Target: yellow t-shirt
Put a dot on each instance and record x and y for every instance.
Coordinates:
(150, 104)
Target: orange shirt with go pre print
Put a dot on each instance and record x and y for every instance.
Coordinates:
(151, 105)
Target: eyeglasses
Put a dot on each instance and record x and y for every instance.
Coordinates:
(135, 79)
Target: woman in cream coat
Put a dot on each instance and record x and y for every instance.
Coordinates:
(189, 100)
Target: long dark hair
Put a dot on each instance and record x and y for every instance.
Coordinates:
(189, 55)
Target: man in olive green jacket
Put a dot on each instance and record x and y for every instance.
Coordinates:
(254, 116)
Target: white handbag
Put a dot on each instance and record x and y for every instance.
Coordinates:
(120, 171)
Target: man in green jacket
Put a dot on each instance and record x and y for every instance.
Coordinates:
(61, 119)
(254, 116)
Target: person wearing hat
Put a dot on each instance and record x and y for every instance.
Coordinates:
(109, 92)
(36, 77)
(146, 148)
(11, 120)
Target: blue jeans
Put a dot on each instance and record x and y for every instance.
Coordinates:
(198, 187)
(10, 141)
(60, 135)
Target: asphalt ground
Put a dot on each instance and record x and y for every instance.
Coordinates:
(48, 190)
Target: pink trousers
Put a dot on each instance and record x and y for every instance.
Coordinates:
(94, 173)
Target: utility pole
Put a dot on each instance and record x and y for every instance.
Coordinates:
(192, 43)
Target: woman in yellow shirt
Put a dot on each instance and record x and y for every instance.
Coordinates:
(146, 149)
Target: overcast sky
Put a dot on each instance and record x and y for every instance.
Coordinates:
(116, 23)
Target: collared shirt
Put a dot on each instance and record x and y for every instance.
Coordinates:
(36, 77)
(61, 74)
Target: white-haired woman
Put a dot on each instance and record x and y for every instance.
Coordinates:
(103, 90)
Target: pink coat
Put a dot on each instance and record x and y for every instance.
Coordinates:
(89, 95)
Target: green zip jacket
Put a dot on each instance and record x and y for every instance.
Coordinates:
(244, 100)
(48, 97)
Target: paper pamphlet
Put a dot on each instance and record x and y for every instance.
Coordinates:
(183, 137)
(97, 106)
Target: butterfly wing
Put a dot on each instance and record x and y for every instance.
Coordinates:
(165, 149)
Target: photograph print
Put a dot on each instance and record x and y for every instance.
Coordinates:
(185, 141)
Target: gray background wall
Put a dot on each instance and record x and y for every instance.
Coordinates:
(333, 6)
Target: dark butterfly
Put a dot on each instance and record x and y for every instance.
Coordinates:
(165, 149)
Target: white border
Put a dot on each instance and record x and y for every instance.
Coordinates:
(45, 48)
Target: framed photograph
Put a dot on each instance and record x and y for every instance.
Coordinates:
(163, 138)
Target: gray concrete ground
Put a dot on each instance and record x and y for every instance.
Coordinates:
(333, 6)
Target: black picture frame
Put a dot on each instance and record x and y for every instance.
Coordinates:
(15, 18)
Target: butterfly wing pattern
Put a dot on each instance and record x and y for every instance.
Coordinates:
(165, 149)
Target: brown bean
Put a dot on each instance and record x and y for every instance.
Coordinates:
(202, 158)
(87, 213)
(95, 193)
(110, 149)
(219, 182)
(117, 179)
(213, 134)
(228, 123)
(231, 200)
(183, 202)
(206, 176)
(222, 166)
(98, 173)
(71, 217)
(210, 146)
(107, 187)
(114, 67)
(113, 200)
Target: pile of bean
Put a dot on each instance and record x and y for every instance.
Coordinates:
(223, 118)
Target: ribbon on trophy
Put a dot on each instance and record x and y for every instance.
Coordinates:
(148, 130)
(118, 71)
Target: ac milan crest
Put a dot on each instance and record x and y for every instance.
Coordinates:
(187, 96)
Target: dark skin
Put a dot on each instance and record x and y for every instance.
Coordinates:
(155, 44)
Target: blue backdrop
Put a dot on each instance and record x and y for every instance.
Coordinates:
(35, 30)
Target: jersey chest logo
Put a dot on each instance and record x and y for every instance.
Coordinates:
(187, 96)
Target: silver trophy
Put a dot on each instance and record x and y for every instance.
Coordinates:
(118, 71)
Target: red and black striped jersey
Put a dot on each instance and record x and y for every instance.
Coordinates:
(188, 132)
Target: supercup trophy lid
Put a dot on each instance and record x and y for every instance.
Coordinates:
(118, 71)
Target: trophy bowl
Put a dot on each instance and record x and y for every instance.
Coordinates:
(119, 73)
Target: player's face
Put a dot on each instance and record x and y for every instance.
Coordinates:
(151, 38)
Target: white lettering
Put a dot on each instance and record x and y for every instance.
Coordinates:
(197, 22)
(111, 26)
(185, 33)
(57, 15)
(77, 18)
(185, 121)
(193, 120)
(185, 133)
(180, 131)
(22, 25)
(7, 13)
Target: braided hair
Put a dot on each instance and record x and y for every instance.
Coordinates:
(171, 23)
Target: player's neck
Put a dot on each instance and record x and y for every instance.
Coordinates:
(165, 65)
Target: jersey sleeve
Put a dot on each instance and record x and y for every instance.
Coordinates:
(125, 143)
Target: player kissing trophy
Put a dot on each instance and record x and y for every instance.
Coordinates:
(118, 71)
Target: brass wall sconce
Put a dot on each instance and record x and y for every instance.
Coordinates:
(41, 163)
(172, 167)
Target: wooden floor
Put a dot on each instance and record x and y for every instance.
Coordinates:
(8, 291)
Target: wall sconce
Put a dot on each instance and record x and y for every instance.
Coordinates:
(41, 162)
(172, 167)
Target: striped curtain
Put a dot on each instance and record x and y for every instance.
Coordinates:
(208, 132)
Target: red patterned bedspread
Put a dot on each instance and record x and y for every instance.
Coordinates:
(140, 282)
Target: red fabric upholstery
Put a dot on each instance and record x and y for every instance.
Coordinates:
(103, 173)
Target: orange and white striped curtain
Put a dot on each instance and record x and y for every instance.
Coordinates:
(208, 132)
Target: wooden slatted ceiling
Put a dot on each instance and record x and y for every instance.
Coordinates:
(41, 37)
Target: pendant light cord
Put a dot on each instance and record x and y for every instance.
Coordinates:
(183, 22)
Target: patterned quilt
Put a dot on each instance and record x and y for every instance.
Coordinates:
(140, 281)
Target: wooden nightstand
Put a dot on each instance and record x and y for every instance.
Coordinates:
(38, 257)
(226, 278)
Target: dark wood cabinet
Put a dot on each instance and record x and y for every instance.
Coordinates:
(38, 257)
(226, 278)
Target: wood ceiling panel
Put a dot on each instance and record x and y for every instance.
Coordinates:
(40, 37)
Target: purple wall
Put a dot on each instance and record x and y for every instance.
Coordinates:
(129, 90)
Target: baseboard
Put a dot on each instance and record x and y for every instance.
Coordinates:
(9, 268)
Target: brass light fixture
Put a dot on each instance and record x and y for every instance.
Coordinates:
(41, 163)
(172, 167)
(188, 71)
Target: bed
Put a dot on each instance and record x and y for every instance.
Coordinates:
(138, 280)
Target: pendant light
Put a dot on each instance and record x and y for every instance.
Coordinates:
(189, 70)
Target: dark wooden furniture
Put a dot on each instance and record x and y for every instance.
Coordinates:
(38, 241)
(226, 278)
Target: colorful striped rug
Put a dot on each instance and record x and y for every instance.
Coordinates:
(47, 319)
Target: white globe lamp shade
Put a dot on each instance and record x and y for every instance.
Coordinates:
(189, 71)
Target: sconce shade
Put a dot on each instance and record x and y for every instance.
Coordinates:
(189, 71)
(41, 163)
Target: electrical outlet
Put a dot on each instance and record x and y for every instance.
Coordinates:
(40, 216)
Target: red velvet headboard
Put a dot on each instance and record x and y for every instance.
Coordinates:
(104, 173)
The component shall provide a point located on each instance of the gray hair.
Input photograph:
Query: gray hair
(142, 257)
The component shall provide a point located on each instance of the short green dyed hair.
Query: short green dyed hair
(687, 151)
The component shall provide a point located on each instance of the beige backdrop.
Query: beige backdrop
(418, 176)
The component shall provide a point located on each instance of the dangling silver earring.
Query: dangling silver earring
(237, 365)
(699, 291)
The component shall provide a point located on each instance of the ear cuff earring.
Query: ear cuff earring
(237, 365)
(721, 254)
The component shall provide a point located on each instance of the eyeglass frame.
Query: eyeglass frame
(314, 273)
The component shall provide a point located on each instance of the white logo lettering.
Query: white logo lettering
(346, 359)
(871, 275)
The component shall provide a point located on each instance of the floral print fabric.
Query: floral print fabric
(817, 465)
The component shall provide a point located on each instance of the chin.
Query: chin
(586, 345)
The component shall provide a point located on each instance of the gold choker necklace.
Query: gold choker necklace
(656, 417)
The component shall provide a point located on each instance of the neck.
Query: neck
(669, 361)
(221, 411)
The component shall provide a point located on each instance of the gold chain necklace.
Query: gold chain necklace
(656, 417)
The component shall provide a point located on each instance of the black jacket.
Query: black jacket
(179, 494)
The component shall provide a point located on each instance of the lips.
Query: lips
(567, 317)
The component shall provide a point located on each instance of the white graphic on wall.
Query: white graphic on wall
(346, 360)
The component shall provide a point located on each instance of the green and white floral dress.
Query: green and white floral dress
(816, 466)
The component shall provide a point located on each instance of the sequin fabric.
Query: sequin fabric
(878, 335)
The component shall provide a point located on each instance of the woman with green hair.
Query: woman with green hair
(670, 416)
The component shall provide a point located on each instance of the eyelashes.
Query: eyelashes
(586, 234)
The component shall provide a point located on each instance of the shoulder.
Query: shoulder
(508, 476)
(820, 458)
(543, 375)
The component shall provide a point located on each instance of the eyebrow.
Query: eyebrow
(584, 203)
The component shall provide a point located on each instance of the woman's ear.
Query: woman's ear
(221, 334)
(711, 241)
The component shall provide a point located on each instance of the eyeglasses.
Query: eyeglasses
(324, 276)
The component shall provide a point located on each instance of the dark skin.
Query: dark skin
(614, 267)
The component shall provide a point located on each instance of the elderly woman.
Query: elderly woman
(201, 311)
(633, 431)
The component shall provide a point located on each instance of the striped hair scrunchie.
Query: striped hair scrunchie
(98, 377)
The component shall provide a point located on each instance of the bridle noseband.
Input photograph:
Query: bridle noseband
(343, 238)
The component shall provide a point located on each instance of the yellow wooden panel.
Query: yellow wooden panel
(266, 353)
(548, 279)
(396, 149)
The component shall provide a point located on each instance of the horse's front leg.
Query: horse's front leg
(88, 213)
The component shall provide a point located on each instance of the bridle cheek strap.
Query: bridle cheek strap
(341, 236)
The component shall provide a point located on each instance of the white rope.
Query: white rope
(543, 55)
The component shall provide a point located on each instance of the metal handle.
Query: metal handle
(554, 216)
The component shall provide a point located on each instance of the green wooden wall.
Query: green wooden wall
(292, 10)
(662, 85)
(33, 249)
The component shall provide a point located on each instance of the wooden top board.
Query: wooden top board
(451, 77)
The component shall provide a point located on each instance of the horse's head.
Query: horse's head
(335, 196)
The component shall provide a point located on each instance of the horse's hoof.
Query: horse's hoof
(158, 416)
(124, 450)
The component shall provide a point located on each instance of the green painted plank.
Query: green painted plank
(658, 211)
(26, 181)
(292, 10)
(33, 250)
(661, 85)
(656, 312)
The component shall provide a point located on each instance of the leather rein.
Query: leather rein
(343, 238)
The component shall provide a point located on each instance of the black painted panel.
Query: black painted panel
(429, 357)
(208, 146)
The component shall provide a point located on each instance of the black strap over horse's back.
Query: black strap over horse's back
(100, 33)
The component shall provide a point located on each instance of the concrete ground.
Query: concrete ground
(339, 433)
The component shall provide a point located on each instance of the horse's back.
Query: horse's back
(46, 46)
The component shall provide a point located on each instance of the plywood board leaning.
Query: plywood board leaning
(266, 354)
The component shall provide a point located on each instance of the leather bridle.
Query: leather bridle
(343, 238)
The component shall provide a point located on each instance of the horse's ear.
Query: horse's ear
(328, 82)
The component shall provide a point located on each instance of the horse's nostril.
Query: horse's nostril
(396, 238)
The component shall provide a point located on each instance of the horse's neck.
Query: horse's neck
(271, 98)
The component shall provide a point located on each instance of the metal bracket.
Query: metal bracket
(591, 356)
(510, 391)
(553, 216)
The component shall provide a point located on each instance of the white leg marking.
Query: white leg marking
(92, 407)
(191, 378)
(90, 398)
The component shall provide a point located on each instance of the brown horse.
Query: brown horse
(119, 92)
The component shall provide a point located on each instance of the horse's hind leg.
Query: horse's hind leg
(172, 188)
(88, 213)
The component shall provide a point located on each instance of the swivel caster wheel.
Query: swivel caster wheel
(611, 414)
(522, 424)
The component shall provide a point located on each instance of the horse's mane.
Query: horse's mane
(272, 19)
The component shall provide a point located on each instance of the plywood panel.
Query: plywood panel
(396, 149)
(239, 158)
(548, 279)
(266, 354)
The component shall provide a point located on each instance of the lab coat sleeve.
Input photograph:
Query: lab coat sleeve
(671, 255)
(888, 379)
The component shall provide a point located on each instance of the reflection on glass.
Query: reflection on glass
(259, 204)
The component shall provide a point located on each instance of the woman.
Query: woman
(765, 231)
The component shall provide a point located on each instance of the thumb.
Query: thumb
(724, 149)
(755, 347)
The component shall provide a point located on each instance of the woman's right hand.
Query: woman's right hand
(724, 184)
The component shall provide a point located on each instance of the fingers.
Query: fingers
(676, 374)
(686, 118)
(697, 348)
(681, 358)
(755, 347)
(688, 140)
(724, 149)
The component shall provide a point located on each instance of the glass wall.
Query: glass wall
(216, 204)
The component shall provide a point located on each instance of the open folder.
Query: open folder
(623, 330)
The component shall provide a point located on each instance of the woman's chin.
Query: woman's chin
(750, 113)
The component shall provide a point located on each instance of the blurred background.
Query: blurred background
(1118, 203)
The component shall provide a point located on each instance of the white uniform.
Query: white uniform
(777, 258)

▬▬▬

Short task: Output only the lines running from the line with "of the thumb." through the final line of the data, inclusive.

Response:
The component shall provide a point located on each instance of the thumb.
Query: thumb
(724, 149)
(755, 347)
The component shall provide a point located on each instance of the woman's right hand.
Query: woman's right hand
(724, 184)
The component shall provide a point located on each instance of the fingers.
Query: fingers
(676, 374)
(686, 118)
(697, 348)
(681, 358)
(755, 347)
(688, 140)
(724, 149)
The component shall provide a point located on each instance of the glass wall.
Query: glass wall
(216, 204)
The component shall provide a point located on each instance of the open folder.
Query: open folder
(623, 330)
The component shall provide a point located on each instance of the woman's chin.
Query: woman's chin
(750, 113)
The component shall provide a point located on each instance of the blurred background.
Query: blurred background
(1118, 203)
The component shall provide a point located on each instance of the white uniform.
Query: white uniform
(777, 258)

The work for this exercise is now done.